> **Data for this exercise**

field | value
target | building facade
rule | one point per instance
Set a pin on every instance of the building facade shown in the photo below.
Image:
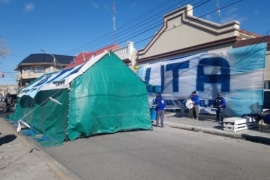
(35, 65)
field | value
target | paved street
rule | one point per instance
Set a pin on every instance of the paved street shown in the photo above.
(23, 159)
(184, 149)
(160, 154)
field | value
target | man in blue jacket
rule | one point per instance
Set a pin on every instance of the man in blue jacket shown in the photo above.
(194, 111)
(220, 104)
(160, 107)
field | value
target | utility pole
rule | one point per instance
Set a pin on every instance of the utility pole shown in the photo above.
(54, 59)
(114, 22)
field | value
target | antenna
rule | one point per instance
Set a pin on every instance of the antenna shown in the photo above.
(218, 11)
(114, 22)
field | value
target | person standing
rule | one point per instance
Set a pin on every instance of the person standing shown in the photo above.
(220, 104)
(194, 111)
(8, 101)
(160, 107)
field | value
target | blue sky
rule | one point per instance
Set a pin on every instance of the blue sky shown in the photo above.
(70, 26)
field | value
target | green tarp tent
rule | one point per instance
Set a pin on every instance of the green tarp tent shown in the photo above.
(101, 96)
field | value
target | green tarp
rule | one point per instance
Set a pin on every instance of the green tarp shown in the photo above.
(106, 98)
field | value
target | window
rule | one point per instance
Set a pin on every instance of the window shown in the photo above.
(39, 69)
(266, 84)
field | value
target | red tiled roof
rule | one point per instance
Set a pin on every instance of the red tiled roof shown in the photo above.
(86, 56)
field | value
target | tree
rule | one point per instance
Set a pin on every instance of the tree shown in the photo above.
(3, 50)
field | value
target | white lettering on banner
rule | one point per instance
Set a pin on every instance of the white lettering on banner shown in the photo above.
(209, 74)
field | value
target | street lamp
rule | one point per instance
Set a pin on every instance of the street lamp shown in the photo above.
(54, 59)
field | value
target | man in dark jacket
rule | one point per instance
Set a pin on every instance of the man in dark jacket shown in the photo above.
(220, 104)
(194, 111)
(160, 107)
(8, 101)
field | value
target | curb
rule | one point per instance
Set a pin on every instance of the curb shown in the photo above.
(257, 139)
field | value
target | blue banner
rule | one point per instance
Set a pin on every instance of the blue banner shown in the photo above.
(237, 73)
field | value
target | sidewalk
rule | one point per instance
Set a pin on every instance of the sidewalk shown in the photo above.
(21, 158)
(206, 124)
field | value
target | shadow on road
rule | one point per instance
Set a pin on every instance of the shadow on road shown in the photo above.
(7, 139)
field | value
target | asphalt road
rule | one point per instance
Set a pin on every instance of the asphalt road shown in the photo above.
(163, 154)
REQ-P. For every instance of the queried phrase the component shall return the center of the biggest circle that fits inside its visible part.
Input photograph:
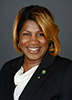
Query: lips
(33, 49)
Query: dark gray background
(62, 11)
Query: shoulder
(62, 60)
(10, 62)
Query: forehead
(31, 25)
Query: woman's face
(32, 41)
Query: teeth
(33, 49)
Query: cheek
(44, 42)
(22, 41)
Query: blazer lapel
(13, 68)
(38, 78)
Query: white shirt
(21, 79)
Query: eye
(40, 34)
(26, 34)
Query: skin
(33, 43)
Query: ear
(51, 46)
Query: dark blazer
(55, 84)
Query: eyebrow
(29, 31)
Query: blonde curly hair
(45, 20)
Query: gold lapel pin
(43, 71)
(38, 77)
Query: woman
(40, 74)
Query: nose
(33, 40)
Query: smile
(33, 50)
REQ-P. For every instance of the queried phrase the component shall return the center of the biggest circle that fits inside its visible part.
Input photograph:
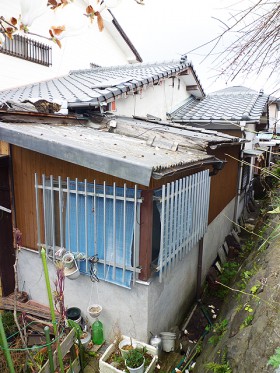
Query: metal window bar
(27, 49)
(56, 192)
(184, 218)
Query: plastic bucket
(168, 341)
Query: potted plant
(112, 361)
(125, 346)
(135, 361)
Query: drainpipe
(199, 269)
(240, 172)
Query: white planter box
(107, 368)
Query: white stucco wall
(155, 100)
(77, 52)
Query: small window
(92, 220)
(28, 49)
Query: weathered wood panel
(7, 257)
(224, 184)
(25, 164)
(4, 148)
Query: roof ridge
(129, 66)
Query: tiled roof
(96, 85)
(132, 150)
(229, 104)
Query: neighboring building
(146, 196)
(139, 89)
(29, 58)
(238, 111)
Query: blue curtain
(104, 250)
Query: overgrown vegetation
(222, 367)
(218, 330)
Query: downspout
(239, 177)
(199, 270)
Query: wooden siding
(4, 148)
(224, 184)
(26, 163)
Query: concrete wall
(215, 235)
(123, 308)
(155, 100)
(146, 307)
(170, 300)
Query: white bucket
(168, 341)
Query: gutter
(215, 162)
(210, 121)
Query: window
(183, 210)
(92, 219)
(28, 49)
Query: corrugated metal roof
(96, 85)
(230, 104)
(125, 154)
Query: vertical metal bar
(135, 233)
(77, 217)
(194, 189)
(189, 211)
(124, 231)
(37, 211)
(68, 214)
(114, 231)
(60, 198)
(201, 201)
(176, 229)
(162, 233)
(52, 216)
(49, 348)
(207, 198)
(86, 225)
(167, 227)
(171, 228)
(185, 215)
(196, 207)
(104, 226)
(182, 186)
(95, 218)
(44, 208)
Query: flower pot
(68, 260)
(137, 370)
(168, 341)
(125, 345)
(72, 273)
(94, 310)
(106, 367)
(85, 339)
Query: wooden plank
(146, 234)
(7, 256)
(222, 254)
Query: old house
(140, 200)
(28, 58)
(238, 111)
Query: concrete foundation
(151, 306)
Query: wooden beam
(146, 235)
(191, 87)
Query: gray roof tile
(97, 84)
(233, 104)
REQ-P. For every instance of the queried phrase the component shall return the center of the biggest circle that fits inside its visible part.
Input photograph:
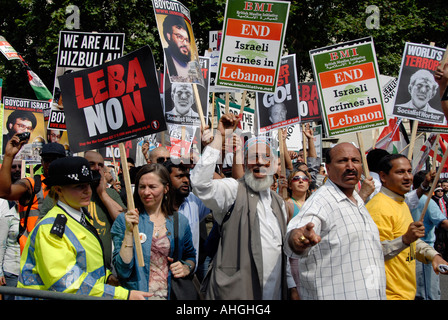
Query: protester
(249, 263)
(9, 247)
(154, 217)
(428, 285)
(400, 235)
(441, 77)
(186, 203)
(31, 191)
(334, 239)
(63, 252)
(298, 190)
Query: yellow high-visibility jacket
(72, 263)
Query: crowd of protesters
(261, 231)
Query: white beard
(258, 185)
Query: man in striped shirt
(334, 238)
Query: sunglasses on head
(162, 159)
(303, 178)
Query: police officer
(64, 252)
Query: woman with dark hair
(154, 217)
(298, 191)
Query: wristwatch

> **Exercise**
The whole listing above, word for word: repeat it with the pictures excluded.

> **Answer for the task**
field | value
target | building facade
rule | one point per instance
Set a pin on every instance of the building facade shown in the photo below.
Image:
(35, 65)
field | value
target | paved street
rule | one point per instance
Set a pin on every instance of the paved street shown in the photo above.
(23, 159)
(184, 149)
(160, 154)
field | value
target | man in blue jacket
rule | one point per instance
Set a pin on every instance of the man in blue jacket shown in the photo above.
(194, 111)
(220, 104)
(160, 107)
field | value
target | utility pole
rule | one point per instance
Set a pin on every instance of the utility pole shown in the photo above.
(54, 59)
(114, 22)
field | value
target | antenna
rule | one point per instance
Set a pin on every instance of the antenna shown in the photo above.
(218, 11)
(114, 22)
field | value
target | person standing
rule | one point per instance
Set a pin on every instance of the person standing shown in the photo above.
(220, 104)
(194, 111)
(8, 101)
(160, 107)
field | value
target | blue sky
rule | one point per instance
Set a pin on every instance of the blue sky shown in the photo above.
(70, 26)
field | value
target | green tarp tent
rule | one point per instance
Set a pin on every instance of the green tarp tent shown in the photo above.
(101, 96)
field | value
target | green tarp
rule | one point per instance
Set a pin on every instance of the green tarp shown in the photo above.
(106, 98)
field | value
target | window
rule | one point per instance
Set a pin on every instance of the window shown in the photo above.
(39, 69)
(266, 84)
field | value
target | red tiled roof
rule | one point per instance
Set a pin on every instance of the red tiled roof shown in the photo above.
(86, 56)
field | value
target | tree
rule | one point per instance
Set a pin on every instance of the tree shown in the photo above.
(3, 50)
field | value
target | white lettering on banner
rule | one point per instance
Set a pin on every instance of the white lettering on banner shown in the photo above.
(209, 74)
field | value
target | street lamp
rule | one point per instance
Set a pin on every instance of the street lamp shown in the photo above.
(54, 59)
field | value
target | man in dark jacket
rule | one point per instance
Set a pin on every instance of the man in dark jacket shown in the photo above.
(220, 104)
(194, 111)
(160, 107)
(8, 101)
field | value
target | curb
rule | one point per instance
Set a pin on every instance of the curb shown in the photo above.
(257, 139)
field | value
target | blue banner
rule | one point per instance
Set a pin on every instance of the blue banner shown in the photo above.
(237, 73)
field | value
target | sidewalk
rule | one point per instance
Set a pin on every instance of the sidewalk shown in the photo above.
(21, 158)
(206, 124)
field | value
target | shadow on road
rule | one point per instance
Set a pin on every instance of the shadow on road shown in the photo above.
(7, 139)
field | value
target | asphalt road
rule | one point per instance
Set a pin on every instance of the asphalt road shown in the photo above.
(163, 154)
REQ-P. For every instance of the queried phrase the component shall return the center of the biggest circle that fits inside its visible part.
Input photograph:
Query: lips
(33, 49)
Query: dark gray background
(62, 11)
Query: shoulder
(62, 60)
(10, 62)
Query: forehead
(31, 25)
Query: woman's face
(32, 41)
Query: teeth
(33, 49)
Query: cheek
(44, 42)
(22, 41)
Query: blazer lapel
(13, 68)
(38, 78)
Query: white shirt
(21, 79)
Query: eye
(40, 34)
(26, 34)
Query: skin
(33, 43)
Query: ear
(51, 46)
Query: dark blazer
(55, 84)
Query: eyebrow
(29, 31)
Query: blonde curly hair
(45, 20)
Query: gold lapel pin
(43, 71)
(38, 77)
Query: woman
(40, 74)
Query: nose
(33, 40)
Query: smile
(33, 50)
REQ-P. For every instance of the queried phrase the component shall return the center of the biggest circle that fits inside its visible part.
Input photograph:
Query: metal window bar
(27, 49)
(56, 192)
(184, 218)
Query: plastic bucket
(168, 341)
Query: potted plant
(112, 361)
(125, 346)
(135, 361)
Query: drainpipe
(199, 269)
(240, 172)
Query: white planter box
(107, 368)
Query: white stucco wall
(155, 100)
(77, 52)
Query: small window
(92, 220)
(28, 49)
Query: weathered wood panel
(7, 257)
(224, 184)
(25, 164)
(4, 148)
Query: roof ridge
(129, 66)
Query: tiled roof
(96, 85)
(132, 150)
(229, 104)
Query: neighboring building
(146, 196)
(139, 89)
(29, 58)
(238, 111)
Query: blue curtain
(104, 250)
Query: overgrown vegetation
(222, 367)
(218, 330)
Query: downspout
(239, 177)
(199, 270)
Query: wooden siding
(4, 148)
(224, 184)
(26, 163)
Query: concrete wall
(215, 235)
(123, 308)
(155, 100)
(146, 307)
(170, 300)
Query: white bucket
(168, 341)
Query: gutter
(215, 162)
(210, 121)
Query: window
(183, 210)
(92, 219)
(28, 49)
Query: corrugated metal roof
(96, 85)
(230, 104)
(125, 154)
Query: vertical metal bar
(135, 233)
(77, 217)
(194, 189)
(189, 211)
(124, 231)
(37, 211)
(68, 214)
(114, 231)
(60, 198)
(201, 201)
(176, 229)
(162, 233)
(52, 216)
(49, 348)
(207, 198)
(86, 225)
(167, 227)
(171, 228)
(185, 215)
(196, 207)
(104, 226)
(182, 186)
(95, 218)
(44, 208)
Query: flower pot
(68, 260)
(137, 370)
(168, 341)
(125, 345)
(72, 273)
(94, 310)
(106, 367)
(85, 339)
Query: wooden plank
(146, 234)
(7, 256)
(222, 254)
Query: old house
(140, 200)
(28, 58)
(238, 111)
Query: concrete foundation
(151, 306)
Query: wooden beam
(146, 235)
(191, 87)
Query: gray roof tile
(97, 84)
(233, 104)
REQ-P. For every instance of the queried phrase the component shall return the center of the biggest circle that fits inside its visible part.
Input photograph:
Query: protester
(249, 263)
(9, 247)
(154, 217)
(428, 285)
(400, 235)
(441, 77)
(186, 203)
(31, 191)
(334, 239)
(63, 252)
(298, 190)
Query: yellow high-visibility jacket
(72, 263)
Query: crowd of protesters
(261, 231)
Query: white beard
(258, 185)
Query: man in striped shirt
(334, 238)
Query: sunglasses on head
(162, 159)
(303, 178)
Query: police officer
(64, 252)
Query: woman with dark hair
(154, 217)
(298, 191)
Query: wristwatch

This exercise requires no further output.